[START OF RECORD LIST]
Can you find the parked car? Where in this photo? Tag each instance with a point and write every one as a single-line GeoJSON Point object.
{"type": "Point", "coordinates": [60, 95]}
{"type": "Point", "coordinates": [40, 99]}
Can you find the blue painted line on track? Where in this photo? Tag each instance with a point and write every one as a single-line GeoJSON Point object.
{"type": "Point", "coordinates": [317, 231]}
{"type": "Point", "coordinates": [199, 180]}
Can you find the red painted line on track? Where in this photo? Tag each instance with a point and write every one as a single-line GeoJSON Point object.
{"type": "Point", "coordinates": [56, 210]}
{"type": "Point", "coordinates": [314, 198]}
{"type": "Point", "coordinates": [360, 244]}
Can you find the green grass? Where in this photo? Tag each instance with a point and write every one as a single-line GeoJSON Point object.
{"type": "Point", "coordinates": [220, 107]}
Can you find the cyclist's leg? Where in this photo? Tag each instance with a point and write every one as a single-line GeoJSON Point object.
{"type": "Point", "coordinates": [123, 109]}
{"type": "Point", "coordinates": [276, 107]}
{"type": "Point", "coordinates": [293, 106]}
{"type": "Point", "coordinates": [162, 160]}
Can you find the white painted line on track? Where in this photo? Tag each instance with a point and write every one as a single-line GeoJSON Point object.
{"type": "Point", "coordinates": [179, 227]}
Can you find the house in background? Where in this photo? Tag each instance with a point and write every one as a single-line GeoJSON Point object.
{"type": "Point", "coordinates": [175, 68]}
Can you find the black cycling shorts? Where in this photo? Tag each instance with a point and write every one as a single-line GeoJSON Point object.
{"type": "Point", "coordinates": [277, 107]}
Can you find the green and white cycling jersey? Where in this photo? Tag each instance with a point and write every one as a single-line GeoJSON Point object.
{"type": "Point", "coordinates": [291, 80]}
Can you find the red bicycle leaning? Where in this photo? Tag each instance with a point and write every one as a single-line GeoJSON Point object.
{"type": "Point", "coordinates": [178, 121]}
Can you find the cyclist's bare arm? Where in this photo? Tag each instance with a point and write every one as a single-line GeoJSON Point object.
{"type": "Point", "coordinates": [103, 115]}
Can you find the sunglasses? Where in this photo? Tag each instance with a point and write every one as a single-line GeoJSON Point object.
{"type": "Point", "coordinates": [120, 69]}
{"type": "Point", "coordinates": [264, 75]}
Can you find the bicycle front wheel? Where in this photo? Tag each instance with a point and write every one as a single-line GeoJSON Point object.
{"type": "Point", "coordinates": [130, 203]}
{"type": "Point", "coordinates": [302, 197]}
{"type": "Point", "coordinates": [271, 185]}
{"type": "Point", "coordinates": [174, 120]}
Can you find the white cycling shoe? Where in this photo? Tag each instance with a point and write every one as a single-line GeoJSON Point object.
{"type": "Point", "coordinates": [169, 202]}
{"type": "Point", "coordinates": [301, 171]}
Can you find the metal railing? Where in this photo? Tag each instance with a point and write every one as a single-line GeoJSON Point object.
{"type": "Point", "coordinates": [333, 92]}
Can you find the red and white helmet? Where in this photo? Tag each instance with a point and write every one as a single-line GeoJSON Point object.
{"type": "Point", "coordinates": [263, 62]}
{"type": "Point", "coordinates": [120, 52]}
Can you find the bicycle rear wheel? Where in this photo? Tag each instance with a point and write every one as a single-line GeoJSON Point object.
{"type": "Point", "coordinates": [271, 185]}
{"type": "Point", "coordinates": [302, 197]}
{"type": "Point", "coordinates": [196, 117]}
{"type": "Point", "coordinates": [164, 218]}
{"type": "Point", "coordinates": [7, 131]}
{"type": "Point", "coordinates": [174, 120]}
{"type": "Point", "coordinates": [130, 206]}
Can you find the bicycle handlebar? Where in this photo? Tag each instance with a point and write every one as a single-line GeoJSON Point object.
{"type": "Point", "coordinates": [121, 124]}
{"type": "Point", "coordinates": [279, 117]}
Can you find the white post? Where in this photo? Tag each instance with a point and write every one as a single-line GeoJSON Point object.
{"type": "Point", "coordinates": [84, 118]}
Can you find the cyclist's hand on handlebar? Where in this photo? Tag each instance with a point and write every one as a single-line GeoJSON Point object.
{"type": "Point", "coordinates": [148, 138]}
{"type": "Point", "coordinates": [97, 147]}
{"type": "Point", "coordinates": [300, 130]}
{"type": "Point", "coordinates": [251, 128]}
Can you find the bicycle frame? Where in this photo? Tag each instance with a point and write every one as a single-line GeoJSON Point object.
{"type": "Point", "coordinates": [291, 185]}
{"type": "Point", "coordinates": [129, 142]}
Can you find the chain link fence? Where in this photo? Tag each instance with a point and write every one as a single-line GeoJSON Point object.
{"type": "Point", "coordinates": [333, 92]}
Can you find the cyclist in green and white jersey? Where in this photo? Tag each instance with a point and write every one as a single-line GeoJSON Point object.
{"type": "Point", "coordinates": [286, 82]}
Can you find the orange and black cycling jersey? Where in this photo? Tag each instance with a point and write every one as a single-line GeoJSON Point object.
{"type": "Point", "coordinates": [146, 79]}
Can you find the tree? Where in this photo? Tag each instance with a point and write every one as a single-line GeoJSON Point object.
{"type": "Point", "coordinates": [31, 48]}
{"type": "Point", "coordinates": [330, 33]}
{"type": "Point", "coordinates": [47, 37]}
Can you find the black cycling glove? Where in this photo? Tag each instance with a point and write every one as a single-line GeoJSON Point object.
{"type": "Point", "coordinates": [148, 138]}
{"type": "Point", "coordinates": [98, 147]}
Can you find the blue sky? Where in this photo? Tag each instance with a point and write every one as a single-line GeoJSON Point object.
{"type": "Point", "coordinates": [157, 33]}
[END OF RECORD LIST]
[START OF RECORD LIST]
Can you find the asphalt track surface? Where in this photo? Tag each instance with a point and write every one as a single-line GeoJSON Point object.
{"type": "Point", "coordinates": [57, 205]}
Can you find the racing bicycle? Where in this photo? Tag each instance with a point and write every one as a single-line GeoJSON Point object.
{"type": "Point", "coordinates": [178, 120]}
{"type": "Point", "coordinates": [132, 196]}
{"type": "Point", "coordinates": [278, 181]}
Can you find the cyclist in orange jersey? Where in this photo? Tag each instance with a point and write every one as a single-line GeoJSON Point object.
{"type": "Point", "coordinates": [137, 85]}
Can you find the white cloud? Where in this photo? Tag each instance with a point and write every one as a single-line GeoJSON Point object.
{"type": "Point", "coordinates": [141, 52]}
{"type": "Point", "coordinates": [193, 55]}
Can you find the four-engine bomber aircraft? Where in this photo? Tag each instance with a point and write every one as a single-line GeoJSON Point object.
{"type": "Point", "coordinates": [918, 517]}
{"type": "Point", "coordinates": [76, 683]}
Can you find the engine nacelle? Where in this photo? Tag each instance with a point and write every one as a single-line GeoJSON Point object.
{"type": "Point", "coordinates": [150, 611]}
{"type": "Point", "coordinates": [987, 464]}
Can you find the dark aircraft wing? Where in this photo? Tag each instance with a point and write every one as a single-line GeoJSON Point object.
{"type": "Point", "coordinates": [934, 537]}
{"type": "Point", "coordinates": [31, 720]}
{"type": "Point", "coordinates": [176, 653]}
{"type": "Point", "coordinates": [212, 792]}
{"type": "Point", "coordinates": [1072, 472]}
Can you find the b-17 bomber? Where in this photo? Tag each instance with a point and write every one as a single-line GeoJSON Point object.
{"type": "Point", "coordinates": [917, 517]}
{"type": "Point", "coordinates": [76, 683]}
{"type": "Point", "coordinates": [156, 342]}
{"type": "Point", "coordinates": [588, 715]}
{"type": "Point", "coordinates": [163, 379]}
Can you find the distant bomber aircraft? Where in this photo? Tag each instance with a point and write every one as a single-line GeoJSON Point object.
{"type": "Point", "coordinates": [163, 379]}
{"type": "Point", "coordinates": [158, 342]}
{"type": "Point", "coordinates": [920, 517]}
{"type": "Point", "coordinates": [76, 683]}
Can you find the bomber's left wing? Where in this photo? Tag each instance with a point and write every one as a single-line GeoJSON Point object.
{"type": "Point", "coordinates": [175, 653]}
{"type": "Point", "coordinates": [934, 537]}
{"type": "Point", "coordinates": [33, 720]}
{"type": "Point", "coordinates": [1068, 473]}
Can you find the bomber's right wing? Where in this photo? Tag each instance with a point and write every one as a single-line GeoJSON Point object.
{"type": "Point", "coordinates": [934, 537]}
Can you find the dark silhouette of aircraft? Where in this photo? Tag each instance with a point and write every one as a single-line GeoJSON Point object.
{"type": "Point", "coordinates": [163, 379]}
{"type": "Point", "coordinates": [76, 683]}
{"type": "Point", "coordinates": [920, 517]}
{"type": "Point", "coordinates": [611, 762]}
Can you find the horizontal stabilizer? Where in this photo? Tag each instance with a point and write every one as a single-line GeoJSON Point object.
[END OF RECORD LIST]
[WRITTEN TASK] Copy the lines of data verbatim, beginning with the line containing "Can you find the distant" and continuing through the line containing "Can you find the horizontal".

[ANSWER TO THE EXERCISE]
Can you find the distant bomber aircraft? Where in this photo? Tag each instance with a point and write every one as a single-line GeoJSON Point object.
{"type": "Point", "coordinates": [163, 379]}
{"type": "Point", "coordinates": [158, 342]}
{"type": "Point", "coordinates": [920, 517]}
{"type": "Point", "coordinates": [76, 683]}
Can you find the bomber's left wing? Where in this photo? Tag each instance with a point and write every one as a single-line GeoJSON Point object.
{"type": "Point", "coordinates": [175, 653]}
{"type": "Point", "coordinates": [934, 537]}
{"type": "Point", "coordinates": [33, 720]}
{"type": "Point", "coordinates": [1068, 473]}
Can you find the bomber's right wing? Where in this photo? Tag each instance with a point and write every one as a single-line GeoJSON Point object.
{"type": "Point", "coordinates": [934, 537]}
Can you find the dark silhouette of aircraft? Where in this photo? Tag each instance with a point and write every one as a single-line GeoJSON Point object.
{"type": "Point", "coordinates": [163, 379]}
{"type": "Point", "coordinates": [76, 683]}
{"type": "Point", "coordinates": [920, 517]}
{"type": "Point", "coordinates": [611, 762]}
Can you find the horizontal stabilizer? Where in this photo? Tag each instance with a point and write every one as a single-line GeoJSON Point object.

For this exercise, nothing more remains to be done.